> Written request: Lay out every line of the rows below as a numbered list, skipping blank lines and leaving the pictures out of your answer.

> Available records:
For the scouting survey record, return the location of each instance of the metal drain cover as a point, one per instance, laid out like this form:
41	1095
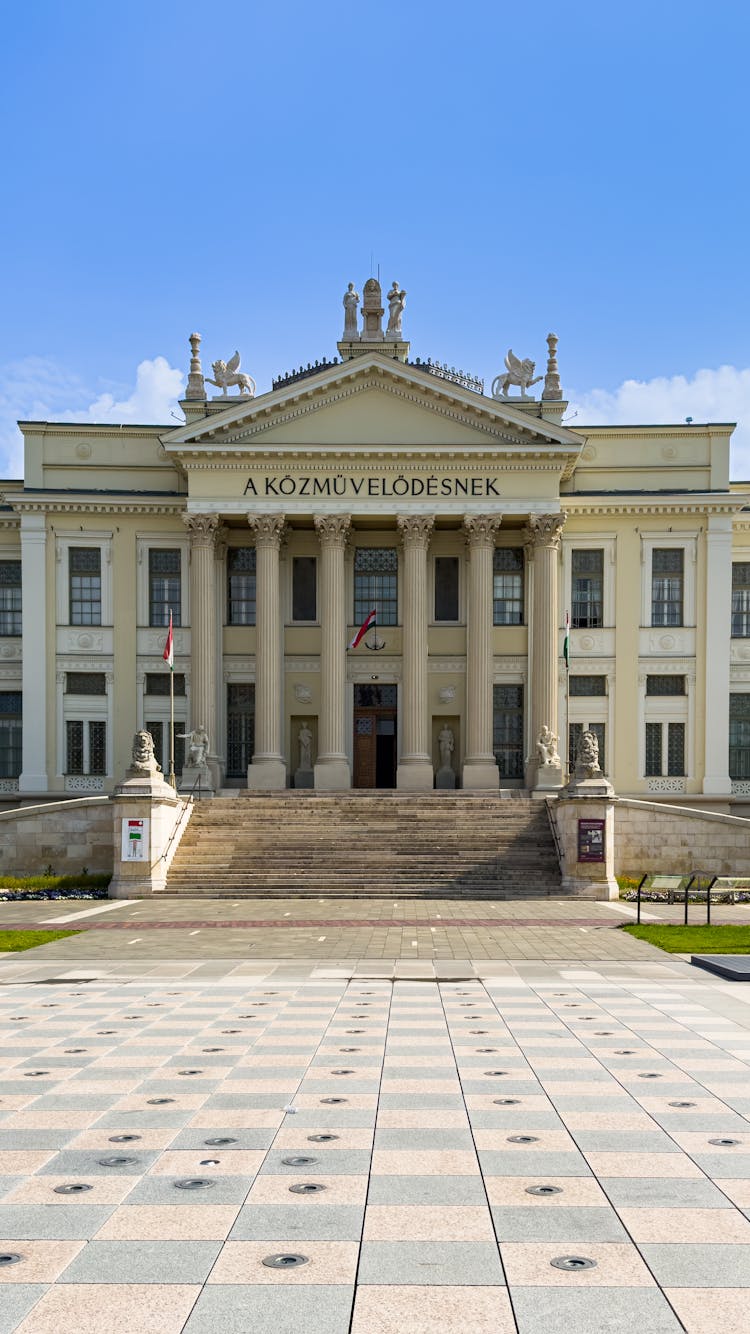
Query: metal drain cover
573	1262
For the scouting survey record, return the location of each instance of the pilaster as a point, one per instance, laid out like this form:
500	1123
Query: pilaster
268	769
479	766
331	765
415	763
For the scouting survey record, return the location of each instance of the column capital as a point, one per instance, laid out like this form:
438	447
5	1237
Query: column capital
543	530
415	528
332	528
270	528
202	528
479	528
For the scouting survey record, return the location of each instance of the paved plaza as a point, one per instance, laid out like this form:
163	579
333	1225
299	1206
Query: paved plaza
525	1087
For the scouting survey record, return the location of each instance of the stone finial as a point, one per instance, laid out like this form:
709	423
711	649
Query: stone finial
196	384
553	388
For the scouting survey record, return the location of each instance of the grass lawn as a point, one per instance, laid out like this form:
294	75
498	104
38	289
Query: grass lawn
695	939
14	941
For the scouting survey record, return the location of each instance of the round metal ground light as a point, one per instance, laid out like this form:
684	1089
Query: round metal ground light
573	1262
284	1259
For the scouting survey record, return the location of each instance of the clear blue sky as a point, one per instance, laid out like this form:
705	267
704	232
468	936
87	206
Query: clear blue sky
579	167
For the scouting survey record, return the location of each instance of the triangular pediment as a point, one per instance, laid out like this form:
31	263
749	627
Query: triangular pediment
370	403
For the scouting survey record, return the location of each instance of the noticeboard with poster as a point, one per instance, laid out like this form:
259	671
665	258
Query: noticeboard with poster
590	841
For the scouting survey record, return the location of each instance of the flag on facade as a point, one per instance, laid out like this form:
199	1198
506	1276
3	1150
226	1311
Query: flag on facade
168	655
368	620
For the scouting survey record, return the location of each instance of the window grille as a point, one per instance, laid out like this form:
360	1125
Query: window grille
507	730
587	570
240	586
446	587
587	686
11	734
665	686
164	586
86	683
84	586
375	584
507	586
667	580
10	598
741	599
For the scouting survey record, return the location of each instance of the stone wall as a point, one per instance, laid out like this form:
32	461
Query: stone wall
653	837
66	835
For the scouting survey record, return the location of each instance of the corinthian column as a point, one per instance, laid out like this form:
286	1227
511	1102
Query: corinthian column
267	769
542	536
415	762
203	528
479	766
331	765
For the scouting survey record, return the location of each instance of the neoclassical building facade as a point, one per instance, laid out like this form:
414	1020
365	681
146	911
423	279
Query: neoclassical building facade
271	524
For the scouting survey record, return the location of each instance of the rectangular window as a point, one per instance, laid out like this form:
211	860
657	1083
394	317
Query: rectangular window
653	750
665	686
667	586
11	734
446	587
86	586
675	750
375	584
741	599
574	734
10	596
164	586
507	730
86	683
739	737
304	588
160	735
158	682
240	586
507	586
587	686
586	608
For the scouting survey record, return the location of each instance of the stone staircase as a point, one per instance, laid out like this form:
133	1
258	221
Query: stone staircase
366	845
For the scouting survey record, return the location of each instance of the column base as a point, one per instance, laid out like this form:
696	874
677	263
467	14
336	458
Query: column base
332	775
481	774
267	775
415	777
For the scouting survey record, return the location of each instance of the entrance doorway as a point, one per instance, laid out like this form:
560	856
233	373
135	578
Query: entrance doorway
375	735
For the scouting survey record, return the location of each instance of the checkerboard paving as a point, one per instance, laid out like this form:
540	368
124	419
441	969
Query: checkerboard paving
192	1114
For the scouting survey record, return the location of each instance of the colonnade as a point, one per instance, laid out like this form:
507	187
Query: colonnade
541	536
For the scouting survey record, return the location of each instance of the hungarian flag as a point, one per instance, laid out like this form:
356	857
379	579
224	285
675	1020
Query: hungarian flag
168	655
368	620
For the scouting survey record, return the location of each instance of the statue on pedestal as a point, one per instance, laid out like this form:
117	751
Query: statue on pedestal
351	303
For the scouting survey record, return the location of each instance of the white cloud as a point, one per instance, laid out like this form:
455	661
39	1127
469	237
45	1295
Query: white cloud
719	395
36	388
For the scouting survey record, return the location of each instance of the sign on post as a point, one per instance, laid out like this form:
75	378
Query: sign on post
135	841
591	841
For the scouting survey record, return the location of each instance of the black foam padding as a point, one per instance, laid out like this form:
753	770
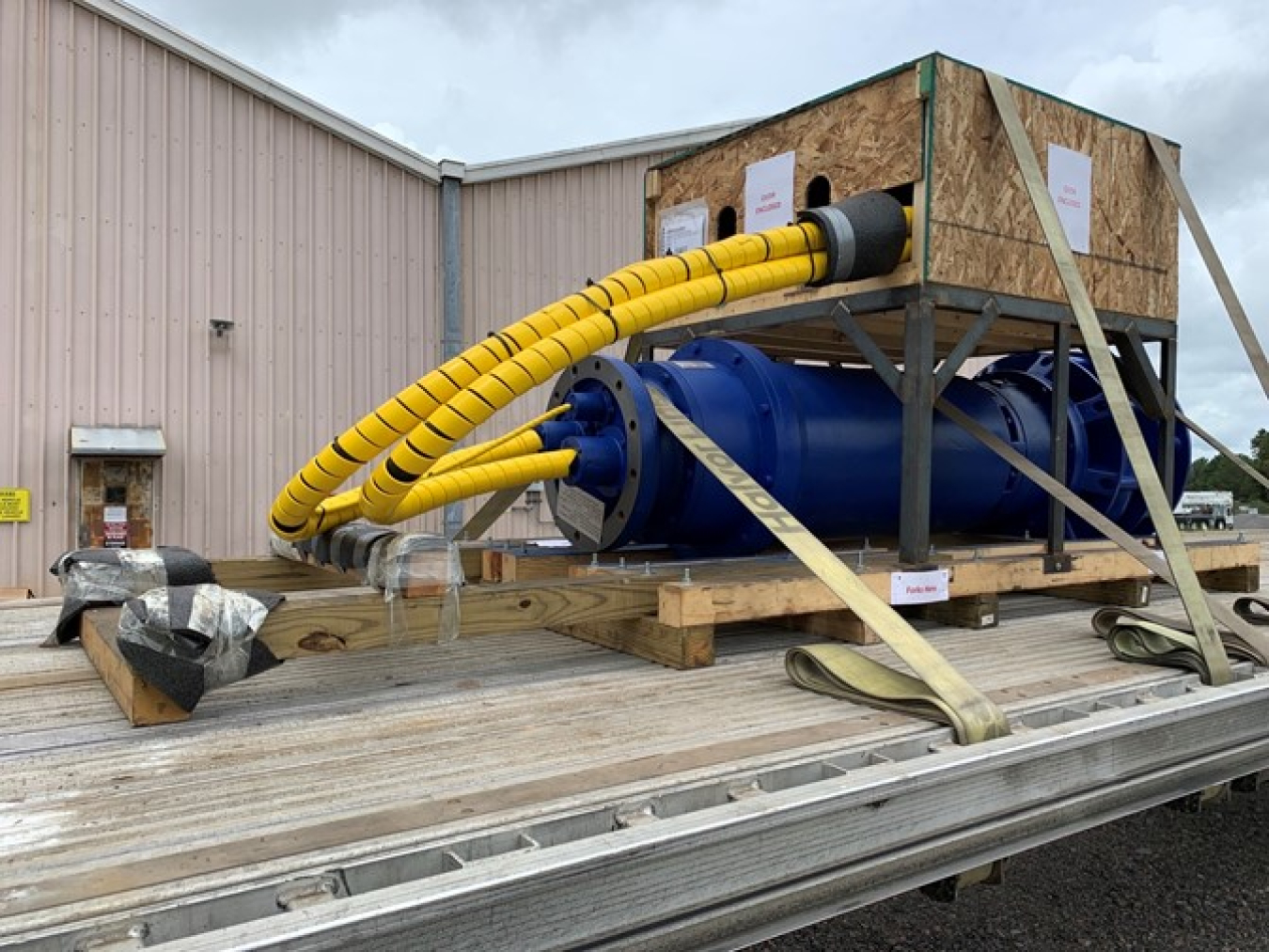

> Expected answer:
1. For the scouting survey record, return the location of each instance of the metal drain cover as a point, one per instance, laid out like this form:
2. 41	1095
3. Query: metal drain cover
4. 573	1262
5. For the scouting survey record, return the location of each instance of the pilaster as a point, one per instance, laid out like this form:
6. 500	1123
7. Query: pilaster
8. 268	769
9. 479	766
10. 331	765
11. 415	763
12. For the scouting survey record, return the location of each instance of the column capital as a point, one per instance, laid out like this form:
13. 438	447
14. 5	1237
15. Query: column capital
16. 543	530
17. 415	528
18. 332	528
19. 270	528
20. 202	528
21. 479	528
22. For the scouting survey record, return the location of each instance of the paved plaza as a point, one per instance, laid out like this form:
23. 163	579
24. 333	1225
25. 299	1206
26. Query: paved plaza
27. 525	1087
28. For the scouting survey record, return the location of each instance of the stone finial as a point, one per instance, laid out like this form:
29. 709	423
30. 711	649
31. Query: stone finial
32. 196	384
33. 553	388
34. For the scouting survey record, return the location of each instance of the grass lawn as a point, one per instance, laid out like this form:
35. 294	75
36. 498	104
37. 38	289
38. Query: grass lawn
39. 695	939
40. 14	941
41. For the scouting survey record, return the location of each instance of the round metal ground light as a point, one per instance, laid out like this form:
42. 684	1089
43. Query: round metal ground light
44. 573	1262
45. 284	1259
46. For the scouting survey record, return the location of each instance of the clear blue sky as a point, one per instance, laid out like this form:
47. 705	267
48. 704	232
49. 468	936
50. 87	206
51. Query: clear blue sky
52. 579	167
53. For the scouting survey record, return the location of each instance of the triangular pediment as a point, one per instance, laid out like this form:
54. 31	263
55. 749	627
56. Query: triangular pediment
57. 370	403
58. For the scouting survey record, return the location of each instance of the noticeboard with poster as a point, one per instance, laid out like this form:
59. 259	671
60. 665	258
61. Query: noticeboard with poster
62. 590	841
63. For the scouting survey record, return the location of each instance of the flag on facade as a point, one per instance, laid out like this form:
64. 199	1198
65. 506	1276
66. 3	1150
67. 226	1311
68. Query: flag on facade
69. 168	655
70. 368	620
71. For the scouting survey record, return the location of each instance of the window grille as a point, one per instance, laid out like this form:
72. 360	1125
73. Query: window grille
74. 507	730
75. 587	570
76. 240	586
77. 446	587
78. 587	686
79. 11	734
80. 665	686
81. 164	586
82. 86	683
83. 84	586
84. 375	584
85. 507	586
86. 667	580
87. 10	598
88. 741	599
89. For the scouting survey record, return the location of each instance of the stone wall as a point, one per instance, laid out like this form:
90. 32	461
91. Query: stone wall
92. 653	837
93. 66	835
94. For the scouting survey record, return the location of each instance of the corinthian column as a point, one per instance, laid out like this form:
95. 286	1227
96. 511	1102
97. Query: corinthian column
98. 267	769
99. 542	536
100. 415	762
101. 203	528
102. 479	766
103. 331	765
104. For the scouting survey record, return the location of each instance of the neoclassical building facade as a point, one per instance, laid out like this form:
105. 414	1020
106. 365	681
107. 146	911
108. 423	279
109. Query: neoclassical building facade
110. 271	524
111. For the scouting survey record, return the location of each instance of the rectangular window as a point, one per instance, laid out like this form:
112. 211	860
113. 657	1083
114. 394	317
115. Query: rectangular window
116. 653	750
117. 665	686
118. 667	586
119. 11	734
120. 446	587
121. 86	586
122. 675	750
123. 375	584
124. 741	599
125. 574	734
126. 10	596
127. 164	586
128. 507	730
129. 86	683
130. 739	737
131. 304	588
132. 160	735
133. 158	682
134. 240	586
135. 507	586
136. 587	686
137. 586	608
138. For the scouting survey record, return the location of each instance of the stone staircase as a point, one per instance, laid out like this form:
139. 133	1
140. 258	221
141. Query: stone staircase
142. 366	845
143. For the scouting survey record, return the location of each instance of the column base as a point, one per instance, laid out like this form:
144. 696	874
145. 677	263
146. 467	14
147. 336	458
148. Query: column base
149. 332	775
150. 481	774
151. 267	775
152. 415	777
153. For the scouting survey record, return the location of each instance of the entrance doorway as a point, one per instance, laid out like this form:
154. 560	856
155. 233	373
156. 135	578
157. Query: entrance doorway
158. 375	735
159. For the scouting survey record, return the location of each instance of the checkerboard paving as a point, one per instance, laid out like this form:
160. 540	368
161. 124	419
162. 441	969
163. Query: checkerboard paving
164. 192	1114
165. For the scouting survey record, return the location of each instance of the colonnade as a point, one per instance, laid out like this form:
166. 507	187
167. Query: colonnade
168. 541	536
169. For the scouting survey record, return the location of each instance of the hungarian flag as a point, one per instance, laid out like this form:
170. 356	857
171. 379	579
172. 224	285
173. 675	1020
174. Query: hungarian flag
175. 168	655
176. 368	620
177. For the scouting survey record, return the location of each instance of the statue on pedestal as a point, one per instance, laid out like this form:
178. 117	751
179. Query: statue on pedestal
180. 351	303
181. For the scouting survey record, return the location of each instance of the white cloud as a point, one per instance, laid out like this form:
182. 455	661
183. 39	1127
184. 469	237
185. 45	1295
186. Query: white cloud
187. 719	395
188. 36	388
189. For the scouting survey record, return the location of each instance of the sign on post as a point, one per instance, laid out like this form:
190. 75	378
191. Query: sign on post
192. 135	841
193. 591	841
194. For the scouting survey record, return the location of each instance of the black foam padding as a point, one per instance, laid out like this form:
195. 753	770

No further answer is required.